## The exercise
Copy out every line of the listing below that contains the word "beach".
# Start of The data
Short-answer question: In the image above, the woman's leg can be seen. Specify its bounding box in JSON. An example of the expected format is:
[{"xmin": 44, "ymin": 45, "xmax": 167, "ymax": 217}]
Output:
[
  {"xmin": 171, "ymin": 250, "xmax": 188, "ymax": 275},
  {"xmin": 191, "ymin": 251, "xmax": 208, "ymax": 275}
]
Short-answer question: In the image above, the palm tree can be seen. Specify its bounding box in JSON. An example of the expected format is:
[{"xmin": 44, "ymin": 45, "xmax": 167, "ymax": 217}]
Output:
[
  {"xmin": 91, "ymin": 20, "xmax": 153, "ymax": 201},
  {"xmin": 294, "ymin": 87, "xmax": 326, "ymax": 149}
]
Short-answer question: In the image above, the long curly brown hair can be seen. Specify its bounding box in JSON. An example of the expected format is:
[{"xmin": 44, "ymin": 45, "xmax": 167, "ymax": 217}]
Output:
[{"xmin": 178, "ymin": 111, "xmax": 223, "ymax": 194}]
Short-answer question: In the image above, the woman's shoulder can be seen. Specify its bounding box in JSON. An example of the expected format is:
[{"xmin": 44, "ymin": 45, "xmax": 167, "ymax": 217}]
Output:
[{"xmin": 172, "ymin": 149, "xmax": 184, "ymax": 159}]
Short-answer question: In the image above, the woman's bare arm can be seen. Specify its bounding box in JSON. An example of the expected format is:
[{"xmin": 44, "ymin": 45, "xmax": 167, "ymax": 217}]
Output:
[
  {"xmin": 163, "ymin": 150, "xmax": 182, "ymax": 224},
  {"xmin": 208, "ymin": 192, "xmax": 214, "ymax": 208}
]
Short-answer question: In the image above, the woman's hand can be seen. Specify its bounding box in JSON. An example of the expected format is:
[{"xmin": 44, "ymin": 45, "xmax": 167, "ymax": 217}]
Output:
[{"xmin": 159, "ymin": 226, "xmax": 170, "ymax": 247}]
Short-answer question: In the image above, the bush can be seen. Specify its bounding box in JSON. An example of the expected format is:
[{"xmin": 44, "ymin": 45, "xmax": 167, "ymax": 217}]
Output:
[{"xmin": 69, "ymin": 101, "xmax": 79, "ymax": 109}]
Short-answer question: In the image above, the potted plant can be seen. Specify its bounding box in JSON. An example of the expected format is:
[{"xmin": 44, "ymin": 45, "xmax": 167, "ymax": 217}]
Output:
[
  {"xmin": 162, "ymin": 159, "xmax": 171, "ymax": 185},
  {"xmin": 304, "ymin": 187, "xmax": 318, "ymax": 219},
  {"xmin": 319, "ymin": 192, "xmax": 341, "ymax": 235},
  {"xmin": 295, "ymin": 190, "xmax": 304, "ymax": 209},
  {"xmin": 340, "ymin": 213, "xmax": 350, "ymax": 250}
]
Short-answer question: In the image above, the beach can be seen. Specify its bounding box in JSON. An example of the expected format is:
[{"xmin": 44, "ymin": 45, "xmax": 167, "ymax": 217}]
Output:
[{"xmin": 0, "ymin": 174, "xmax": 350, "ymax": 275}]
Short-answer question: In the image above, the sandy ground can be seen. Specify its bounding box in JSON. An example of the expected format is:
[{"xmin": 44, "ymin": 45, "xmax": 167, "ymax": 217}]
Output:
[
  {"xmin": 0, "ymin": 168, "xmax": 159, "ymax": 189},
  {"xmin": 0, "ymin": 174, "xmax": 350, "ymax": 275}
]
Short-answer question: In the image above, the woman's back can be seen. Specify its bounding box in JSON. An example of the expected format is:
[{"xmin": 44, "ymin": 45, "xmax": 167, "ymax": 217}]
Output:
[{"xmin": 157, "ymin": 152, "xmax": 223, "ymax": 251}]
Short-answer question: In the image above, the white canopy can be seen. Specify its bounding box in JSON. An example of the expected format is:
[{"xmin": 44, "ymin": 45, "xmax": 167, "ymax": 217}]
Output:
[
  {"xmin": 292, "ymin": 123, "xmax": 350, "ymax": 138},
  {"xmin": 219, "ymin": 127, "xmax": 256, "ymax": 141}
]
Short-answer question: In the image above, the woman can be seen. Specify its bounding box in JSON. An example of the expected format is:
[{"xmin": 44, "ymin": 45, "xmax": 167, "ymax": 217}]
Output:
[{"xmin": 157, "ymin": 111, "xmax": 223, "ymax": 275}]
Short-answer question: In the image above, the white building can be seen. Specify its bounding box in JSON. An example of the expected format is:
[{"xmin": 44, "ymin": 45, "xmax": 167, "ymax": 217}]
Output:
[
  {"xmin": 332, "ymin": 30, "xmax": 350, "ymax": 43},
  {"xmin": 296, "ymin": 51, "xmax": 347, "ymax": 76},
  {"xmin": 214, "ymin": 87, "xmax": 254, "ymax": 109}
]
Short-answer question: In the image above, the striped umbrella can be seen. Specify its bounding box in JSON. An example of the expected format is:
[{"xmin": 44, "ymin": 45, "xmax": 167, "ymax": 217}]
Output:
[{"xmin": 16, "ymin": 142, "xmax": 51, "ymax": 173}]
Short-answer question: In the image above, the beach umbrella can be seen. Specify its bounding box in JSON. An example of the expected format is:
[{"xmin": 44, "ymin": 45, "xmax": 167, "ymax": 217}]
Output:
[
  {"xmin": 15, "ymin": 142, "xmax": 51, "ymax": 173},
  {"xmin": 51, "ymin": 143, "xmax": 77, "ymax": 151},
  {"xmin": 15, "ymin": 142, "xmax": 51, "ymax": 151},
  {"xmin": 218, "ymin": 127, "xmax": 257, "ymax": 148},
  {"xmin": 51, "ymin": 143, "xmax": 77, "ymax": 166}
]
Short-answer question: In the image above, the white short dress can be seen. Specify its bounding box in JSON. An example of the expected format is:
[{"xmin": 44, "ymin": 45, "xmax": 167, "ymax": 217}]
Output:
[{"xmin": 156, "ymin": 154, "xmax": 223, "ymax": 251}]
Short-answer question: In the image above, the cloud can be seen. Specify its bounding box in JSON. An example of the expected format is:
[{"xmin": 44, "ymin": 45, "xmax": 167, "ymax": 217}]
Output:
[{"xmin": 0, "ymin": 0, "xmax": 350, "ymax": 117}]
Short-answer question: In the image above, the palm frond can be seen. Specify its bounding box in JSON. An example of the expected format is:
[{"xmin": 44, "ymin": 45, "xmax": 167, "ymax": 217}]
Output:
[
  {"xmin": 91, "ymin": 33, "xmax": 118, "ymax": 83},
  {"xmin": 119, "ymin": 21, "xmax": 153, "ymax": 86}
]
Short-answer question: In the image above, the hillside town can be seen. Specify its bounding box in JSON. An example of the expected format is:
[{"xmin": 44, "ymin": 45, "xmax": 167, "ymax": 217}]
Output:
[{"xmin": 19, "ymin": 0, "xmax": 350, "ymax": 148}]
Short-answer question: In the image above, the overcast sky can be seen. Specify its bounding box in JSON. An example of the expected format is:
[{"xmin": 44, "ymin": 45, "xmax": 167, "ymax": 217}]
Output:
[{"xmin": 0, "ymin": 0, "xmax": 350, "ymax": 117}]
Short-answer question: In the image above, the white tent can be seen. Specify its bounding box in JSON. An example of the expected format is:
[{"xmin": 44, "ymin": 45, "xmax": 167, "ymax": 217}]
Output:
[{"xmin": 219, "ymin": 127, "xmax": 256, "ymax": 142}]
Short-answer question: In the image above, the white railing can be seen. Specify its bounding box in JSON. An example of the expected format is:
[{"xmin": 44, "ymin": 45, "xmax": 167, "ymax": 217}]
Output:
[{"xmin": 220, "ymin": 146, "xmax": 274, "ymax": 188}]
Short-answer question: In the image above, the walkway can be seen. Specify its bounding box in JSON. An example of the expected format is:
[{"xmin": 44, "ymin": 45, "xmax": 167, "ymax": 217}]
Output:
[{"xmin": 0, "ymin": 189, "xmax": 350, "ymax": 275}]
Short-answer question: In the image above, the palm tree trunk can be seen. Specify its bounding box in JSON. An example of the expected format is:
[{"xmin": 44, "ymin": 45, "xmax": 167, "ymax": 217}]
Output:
# End of The data
## Solution for this task
Short-answer question: In the image above, the beach can be seen. Specify its bounding box in JSON. An example of the expected format is:
Short-answer question: In the image above, the beach umbrella can be seen. Specify its bounding box in JSON. An example of the expected format is:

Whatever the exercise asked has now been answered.